Instructions to follow
In the listing below, print exactly the lines between the line holding "positive clicks: (322, 237)" and the line holding "positive clicks: (449, 89)", inclusive, and no more.

====

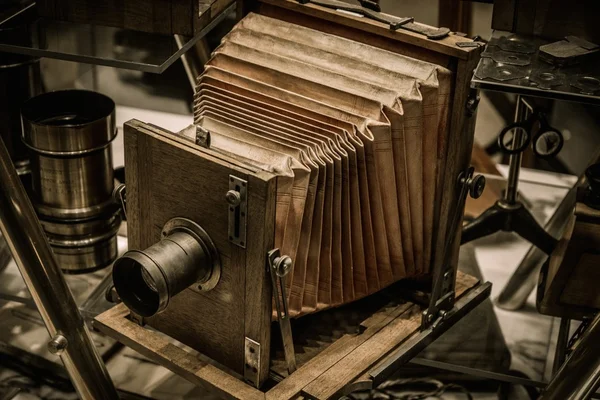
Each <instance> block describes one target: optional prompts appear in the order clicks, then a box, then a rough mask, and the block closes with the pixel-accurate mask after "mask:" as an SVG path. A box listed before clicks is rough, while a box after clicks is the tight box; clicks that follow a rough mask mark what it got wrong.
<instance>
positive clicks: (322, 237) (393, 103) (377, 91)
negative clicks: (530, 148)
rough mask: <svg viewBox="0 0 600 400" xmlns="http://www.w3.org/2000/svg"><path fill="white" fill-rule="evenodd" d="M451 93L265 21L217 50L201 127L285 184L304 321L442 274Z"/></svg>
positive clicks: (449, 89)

====

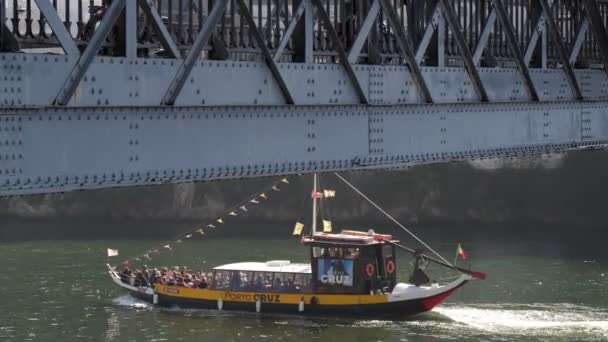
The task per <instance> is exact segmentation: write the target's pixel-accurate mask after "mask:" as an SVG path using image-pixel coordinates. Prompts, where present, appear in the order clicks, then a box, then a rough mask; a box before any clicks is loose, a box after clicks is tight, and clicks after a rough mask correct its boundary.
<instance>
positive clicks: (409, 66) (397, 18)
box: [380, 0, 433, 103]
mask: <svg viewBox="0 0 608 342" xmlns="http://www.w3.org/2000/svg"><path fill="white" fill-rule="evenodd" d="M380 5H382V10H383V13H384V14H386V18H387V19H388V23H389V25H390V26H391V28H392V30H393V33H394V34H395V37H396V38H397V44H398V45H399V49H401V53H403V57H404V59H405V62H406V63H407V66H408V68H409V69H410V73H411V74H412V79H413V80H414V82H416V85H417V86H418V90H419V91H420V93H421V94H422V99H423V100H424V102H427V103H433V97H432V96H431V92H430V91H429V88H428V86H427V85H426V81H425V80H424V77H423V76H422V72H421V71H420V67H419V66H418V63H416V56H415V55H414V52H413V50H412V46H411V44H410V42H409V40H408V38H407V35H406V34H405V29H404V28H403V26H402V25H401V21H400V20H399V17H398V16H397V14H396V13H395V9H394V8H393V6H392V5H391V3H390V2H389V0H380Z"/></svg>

====

Solution below
positive clicks: (322, 237) (393, 103) (377, 91)
negative clicks: (530, 148)
rough mask: <svg viewBox="0 0 600 400" xmlns="http://www.w3.org/2000/svg"><path fill="white" fill-rule="evenodd" d="M451 93L265 21L217 50L201 127L285 184L304 321L442 274Z"/></svg>
positive clicks: (449, 89)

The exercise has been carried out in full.